__Task to carry out__.
Please convert the records below, from the line containing "floor, that would help a great deal." through the end of the records, into a JSON list of strings with one string per line. Leave out blank lines.

■ ■ ■

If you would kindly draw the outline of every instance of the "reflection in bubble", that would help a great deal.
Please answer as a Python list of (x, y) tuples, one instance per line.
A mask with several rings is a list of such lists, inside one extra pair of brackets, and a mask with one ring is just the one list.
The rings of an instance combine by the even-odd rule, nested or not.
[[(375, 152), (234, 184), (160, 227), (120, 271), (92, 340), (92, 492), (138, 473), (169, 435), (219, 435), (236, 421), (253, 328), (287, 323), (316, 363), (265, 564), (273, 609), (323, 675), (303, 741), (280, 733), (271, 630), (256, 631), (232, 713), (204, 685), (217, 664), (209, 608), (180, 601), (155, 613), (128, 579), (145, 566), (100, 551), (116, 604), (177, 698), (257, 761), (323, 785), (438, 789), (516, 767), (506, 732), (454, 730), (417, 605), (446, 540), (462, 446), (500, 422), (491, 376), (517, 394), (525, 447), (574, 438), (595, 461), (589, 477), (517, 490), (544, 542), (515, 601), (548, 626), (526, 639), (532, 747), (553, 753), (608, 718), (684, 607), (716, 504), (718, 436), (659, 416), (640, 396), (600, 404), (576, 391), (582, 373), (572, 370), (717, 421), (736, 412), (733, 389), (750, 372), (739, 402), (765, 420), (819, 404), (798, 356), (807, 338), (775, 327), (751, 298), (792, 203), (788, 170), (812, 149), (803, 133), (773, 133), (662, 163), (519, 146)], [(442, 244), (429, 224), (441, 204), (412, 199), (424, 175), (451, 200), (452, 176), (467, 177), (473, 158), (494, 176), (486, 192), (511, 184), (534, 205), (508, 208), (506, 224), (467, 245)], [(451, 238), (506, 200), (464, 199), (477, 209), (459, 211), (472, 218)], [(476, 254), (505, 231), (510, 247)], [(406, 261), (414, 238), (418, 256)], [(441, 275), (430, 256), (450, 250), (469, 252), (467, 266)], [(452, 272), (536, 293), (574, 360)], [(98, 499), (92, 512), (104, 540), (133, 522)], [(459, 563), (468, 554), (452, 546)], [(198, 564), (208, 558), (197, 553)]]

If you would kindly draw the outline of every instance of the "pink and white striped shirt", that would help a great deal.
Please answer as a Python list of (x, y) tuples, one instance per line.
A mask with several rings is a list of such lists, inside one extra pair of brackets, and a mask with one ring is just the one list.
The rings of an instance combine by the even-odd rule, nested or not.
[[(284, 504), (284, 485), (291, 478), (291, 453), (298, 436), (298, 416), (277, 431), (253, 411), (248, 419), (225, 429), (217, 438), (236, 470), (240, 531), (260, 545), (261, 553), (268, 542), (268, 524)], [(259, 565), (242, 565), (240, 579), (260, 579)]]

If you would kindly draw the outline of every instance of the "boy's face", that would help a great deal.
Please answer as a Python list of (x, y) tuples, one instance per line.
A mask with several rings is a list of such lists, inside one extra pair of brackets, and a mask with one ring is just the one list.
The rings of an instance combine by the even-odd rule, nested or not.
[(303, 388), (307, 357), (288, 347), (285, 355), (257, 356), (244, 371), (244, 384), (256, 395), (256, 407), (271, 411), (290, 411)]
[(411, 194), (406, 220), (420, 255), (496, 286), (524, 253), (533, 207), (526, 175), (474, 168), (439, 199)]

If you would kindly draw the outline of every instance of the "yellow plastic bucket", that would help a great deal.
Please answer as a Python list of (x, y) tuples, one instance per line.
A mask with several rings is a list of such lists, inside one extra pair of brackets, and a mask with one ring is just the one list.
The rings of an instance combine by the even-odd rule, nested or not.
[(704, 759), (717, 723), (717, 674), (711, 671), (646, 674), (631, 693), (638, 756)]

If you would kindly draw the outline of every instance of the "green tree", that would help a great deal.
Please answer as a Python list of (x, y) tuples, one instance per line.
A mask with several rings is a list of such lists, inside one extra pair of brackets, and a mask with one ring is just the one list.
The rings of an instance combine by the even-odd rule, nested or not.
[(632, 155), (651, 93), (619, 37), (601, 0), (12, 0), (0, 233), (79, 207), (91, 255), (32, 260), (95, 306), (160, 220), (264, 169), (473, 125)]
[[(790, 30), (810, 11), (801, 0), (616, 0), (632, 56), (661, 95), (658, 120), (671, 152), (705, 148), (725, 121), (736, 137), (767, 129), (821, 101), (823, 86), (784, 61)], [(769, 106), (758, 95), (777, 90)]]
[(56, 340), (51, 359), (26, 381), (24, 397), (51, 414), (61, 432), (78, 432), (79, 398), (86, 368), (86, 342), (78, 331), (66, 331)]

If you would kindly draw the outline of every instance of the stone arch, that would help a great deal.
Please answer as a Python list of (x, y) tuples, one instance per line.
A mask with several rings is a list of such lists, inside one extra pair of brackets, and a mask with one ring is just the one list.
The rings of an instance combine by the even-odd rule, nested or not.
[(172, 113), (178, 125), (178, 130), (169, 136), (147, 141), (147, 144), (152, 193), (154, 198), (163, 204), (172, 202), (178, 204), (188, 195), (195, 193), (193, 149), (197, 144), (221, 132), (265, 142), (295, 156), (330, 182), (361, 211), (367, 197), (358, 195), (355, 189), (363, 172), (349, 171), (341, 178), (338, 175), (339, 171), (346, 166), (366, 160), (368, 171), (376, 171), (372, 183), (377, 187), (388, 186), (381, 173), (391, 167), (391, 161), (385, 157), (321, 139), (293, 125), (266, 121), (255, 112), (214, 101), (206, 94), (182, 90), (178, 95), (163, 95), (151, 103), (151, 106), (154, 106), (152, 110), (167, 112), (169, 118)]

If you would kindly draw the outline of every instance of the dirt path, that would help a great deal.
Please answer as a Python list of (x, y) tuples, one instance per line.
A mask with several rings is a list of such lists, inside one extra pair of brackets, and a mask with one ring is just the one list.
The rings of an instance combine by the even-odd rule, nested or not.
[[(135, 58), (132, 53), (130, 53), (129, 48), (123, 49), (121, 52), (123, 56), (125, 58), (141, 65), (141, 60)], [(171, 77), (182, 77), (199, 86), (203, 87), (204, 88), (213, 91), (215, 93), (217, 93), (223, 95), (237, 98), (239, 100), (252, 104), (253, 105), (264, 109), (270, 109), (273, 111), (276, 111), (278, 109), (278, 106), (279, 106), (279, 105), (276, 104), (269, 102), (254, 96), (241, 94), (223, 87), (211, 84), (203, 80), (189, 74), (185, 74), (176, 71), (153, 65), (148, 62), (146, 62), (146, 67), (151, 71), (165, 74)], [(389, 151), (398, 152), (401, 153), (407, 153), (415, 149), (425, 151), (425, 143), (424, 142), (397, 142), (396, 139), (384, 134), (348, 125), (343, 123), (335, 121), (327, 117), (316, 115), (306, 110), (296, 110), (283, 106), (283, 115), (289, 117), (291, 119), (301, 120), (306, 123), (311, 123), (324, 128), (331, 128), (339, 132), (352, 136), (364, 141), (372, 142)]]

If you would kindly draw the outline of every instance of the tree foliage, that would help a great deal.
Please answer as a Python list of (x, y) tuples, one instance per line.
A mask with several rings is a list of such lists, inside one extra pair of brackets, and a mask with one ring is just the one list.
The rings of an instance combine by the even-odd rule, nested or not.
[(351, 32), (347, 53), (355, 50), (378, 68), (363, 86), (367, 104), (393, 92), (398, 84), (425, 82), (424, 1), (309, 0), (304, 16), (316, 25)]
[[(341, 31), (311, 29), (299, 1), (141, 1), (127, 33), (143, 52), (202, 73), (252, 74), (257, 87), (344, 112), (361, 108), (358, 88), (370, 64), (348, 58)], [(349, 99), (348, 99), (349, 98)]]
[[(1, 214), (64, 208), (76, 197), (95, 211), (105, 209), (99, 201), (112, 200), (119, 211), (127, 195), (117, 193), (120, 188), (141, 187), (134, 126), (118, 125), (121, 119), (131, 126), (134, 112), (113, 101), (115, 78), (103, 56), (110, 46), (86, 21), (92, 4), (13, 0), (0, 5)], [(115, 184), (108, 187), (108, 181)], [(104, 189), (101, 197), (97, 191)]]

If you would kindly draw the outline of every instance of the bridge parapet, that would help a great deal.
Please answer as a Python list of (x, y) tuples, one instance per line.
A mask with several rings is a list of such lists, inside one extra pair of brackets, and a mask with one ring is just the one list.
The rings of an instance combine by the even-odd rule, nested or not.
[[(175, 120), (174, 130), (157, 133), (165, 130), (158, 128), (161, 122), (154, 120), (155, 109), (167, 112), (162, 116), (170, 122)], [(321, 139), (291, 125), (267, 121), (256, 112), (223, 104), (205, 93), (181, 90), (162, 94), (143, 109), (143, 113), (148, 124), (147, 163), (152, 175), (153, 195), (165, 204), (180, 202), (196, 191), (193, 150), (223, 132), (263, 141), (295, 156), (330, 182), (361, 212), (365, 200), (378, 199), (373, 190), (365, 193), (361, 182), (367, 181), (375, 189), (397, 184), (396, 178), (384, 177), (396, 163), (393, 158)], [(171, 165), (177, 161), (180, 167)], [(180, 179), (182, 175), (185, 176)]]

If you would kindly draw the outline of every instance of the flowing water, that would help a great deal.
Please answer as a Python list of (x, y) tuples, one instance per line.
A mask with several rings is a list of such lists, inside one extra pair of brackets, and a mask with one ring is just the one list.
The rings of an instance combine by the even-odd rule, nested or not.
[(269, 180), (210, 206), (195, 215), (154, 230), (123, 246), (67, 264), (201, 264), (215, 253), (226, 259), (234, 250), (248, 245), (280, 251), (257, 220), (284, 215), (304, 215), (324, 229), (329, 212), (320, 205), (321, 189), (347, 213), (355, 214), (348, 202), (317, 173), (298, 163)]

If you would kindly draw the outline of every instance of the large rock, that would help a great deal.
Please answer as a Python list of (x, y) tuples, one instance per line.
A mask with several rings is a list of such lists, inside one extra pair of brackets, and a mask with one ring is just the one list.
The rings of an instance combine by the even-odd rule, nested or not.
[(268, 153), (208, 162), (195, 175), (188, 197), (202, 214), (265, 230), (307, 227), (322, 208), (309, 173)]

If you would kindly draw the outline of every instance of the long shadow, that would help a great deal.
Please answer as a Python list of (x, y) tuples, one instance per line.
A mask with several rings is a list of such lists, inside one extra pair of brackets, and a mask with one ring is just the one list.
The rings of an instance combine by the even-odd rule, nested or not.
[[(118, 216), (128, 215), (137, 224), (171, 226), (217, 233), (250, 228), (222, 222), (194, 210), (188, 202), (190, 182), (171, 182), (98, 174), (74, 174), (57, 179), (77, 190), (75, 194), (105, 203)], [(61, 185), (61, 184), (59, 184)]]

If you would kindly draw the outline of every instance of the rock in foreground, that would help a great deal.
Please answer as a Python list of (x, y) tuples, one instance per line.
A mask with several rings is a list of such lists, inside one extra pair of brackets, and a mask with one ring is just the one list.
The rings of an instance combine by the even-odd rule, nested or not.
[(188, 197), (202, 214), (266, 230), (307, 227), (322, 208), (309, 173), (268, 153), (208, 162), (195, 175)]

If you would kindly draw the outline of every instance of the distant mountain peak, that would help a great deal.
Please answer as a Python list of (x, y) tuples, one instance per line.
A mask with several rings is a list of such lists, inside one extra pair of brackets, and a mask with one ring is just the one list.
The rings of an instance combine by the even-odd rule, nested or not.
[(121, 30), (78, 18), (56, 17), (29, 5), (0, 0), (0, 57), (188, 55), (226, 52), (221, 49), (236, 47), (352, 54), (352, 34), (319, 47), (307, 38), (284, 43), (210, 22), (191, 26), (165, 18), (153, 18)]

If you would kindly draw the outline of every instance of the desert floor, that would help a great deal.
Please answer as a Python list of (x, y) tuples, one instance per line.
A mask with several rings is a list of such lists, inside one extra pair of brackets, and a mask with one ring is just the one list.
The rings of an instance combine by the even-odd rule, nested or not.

■ ■ ■

__Answer to the problem__.
[
  "If you would kindly draw the outline of every instance of the desert floor, that would help a great deal.",
  "Please answer as a Python list of (x, y) tuples, one instance per line.",
  "A mask with several rings is a list of such lists, inside one extra pair of brackets, and a mask with one ring is just the one list.",
  "The rings of an instance combine by the even-odd rule, nested or not."
]